+++ TEXT BLOCK

GR00T N1.6 Fine-Tuning — Full Internal Deep Dive

19th February 2026

GR00T N1.6 is NVIDIA’s Vision-Language-Action (VLA) model for humanoid robot control. After spending time digging through the internals, here’s a comprehensive deep dive into exactly how fine-tuning works — from model architecture to gradient flow to the data pipeline.

1. Model Architecture (3 Major Components)

GR00T N1.6 is built from three major components arranged in a pipeline:

┌─────────────────────────────────────────────────────────────┐
│                    Gr00tN1d6 Model                          │
│                                                             │
│  ┌──────────────────────────────────┐                       │
│  │  A. EagleBackbone (FROZEN)       │                       │
│  │  ├── Vision Encoder (ViT)        │──▶ image features     │
│  │  ├── Language Model (LLM)        │──▶ text features      │
│  │  └── MLP1 Projector              │──▶ fused features     │
│  │      Output: [B, seq_len, 2048]  │                       │
│  └──────────────────────────────────┘                       │
│                    ↓                                        │
│  ┌──────────────────────────────────────────────────────┐   │
│  │  B. Gr00tN1d6ActionHead (TRAINABLE)                  │   │
│  │  ├── State Encoder (CategorySpecificMLP)             │   │
│  │  ├── Action Encoder (MultiEmbodimentActionEncoder)   │   │
│  │  ├── Diffusion Model (AlternateVLDiT, 32 layers)    │   │
│  │  └── Action Decoder (CategorySpecificMLP)            │   │
│  └──────────────────────────────────────────────────────┘   │
│                    ↓                                        │
│              predicted action trajectory [B, 16, action_dim]│
└─────────────────────────────────────────────────────────────┘

The EagleBackbone handles vision and language understanding — it encodes camera images and text instructions into a fused feature representation. The Action Head takes those features, combines them with the robot’s current state, and uses a diffusion transformer to predict a trajectory of 16 future actions.

++++++

WHAT TO WORK ON:
(1) According to the GR00T N1.6 deep dive, how many layers does the diffusion model in the action head have?
(2) Name every component of the action head shown in the GR00T N1.6 deep dive.

+++ RECORD EXCERPTS

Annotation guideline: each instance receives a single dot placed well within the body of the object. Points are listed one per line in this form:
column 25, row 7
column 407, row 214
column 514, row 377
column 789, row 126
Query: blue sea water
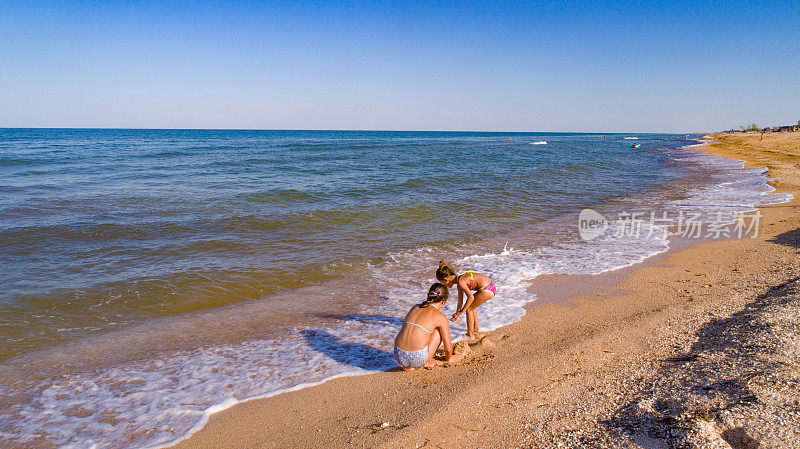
column 149, row 276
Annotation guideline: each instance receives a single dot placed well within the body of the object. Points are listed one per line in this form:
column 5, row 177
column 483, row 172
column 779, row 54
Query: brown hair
column 444, row 271
column 437, row 293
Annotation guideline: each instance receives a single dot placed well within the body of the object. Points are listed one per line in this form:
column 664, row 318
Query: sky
column 620, row 66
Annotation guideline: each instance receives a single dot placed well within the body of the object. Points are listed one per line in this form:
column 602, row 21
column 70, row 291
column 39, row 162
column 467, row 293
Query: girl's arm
column 461, row 291
column 444, row 332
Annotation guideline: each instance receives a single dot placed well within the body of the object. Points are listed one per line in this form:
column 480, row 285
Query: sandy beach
column 696, row 347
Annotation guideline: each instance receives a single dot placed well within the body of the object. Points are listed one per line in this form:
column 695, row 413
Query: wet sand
column 622, row 358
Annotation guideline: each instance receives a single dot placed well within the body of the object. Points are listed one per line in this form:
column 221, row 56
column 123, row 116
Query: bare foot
column 455, row 359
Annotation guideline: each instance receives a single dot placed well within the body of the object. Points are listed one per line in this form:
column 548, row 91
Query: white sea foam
column 157, row 402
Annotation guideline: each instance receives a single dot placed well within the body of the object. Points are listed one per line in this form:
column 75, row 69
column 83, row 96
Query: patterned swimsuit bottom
column 411, row 359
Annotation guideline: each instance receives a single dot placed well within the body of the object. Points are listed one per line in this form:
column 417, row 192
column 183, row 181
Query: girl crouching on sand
column 424, row 329
column 466, row 282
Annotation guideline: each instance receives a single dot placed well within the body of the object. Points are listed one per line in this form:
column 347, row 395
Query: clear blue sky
column 506, row 66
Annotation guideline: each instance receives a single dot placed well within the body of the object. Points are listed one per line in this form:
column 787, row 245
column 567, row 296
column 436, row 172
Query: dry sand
column 699, row 347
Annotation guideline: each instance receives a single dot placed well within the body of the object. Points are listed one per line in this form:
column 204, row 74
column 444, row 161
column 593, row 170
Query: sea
column 149, row 278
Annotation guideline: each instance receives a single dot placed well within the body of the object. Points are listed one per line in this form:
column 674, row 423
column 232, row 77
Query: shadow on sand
column 353, row 354
column 788, row 238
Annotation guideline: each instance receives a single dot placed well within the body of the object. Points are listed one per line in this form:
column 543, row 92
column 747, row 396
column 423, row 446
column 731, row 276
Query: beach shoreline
column 565, row 366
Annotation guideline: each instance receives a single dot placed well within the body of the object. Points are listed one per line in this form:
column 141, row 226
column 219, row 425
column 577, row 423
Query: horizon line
column 349, row 130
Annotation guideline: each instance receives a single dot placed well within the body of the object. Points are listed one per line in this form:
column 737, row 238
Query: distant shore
column 670, row 350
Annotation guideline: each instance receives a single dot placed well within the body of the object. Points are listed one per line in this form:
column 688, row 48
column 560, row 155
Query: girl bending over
column 467, row 282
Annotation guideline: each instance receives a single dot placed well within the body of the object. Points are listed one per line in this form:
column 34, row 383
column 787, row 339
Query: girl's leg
column 472, row 323
column 472, row 314
column 433, row 345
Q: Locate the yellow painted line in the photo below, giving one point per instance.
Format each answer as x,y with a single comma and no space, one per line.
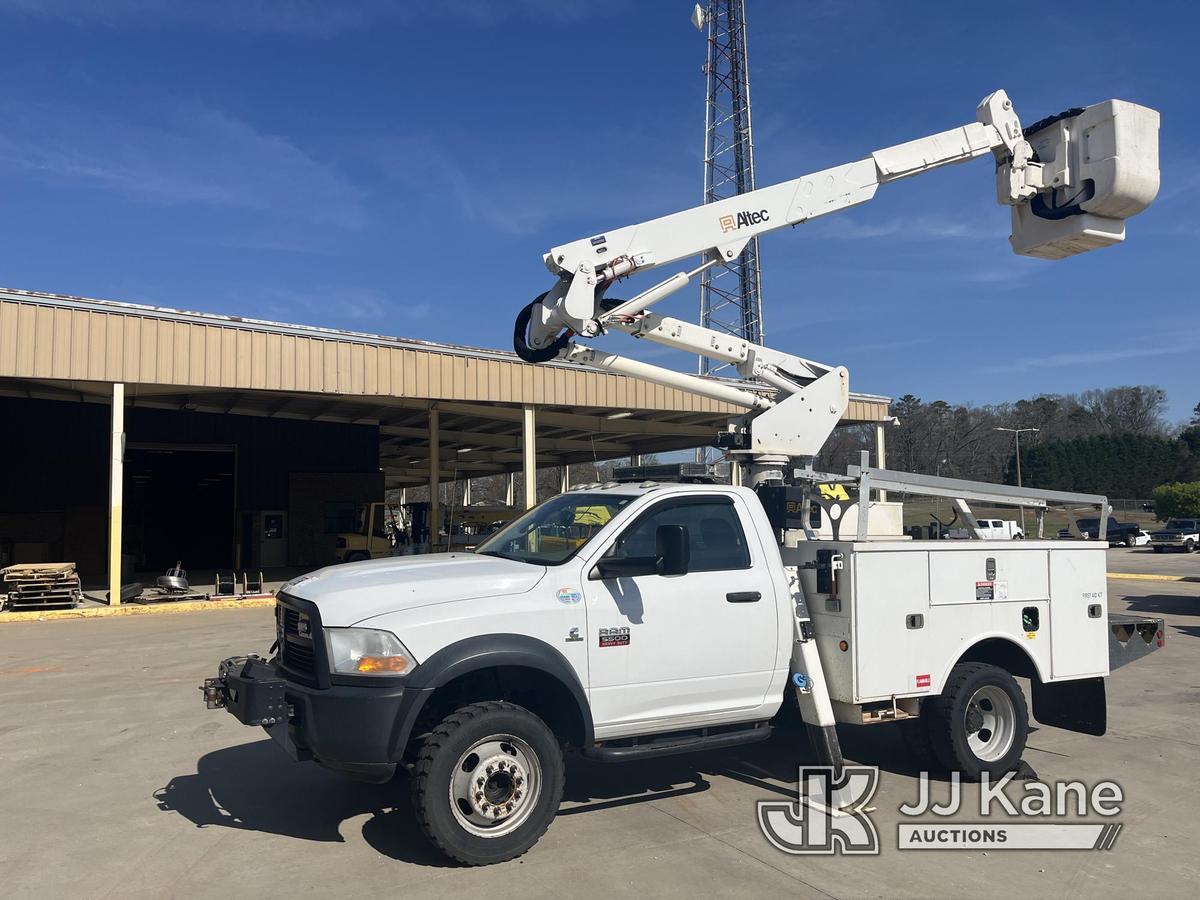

++++++

WRITTEN RESPONSES:
(1) 32 layers

(2)
- State Encoder (CategorySpecificMLP)
- Action Encoder (MultiEmbodimentActionEncoder)
- Diffusion Model (AlternateVLDiT, 32 layers)
- Action Decoder (CategorySpecificMLP)